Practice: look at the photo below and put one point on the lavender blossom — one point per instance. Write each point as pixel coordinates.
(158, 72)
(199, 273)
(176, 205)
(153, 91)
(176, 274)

-=-=-

- **Work instruction**
Please write out the entries exactly, keeping every line intact.

- **Completed task**
Practice: look at the photo below and put one point on the lavender blossom — one point per instance. Write each point as pixel coordinates.
(158, 72)
(199, 273)
(176, 205)
(153, 91)
(176, 274)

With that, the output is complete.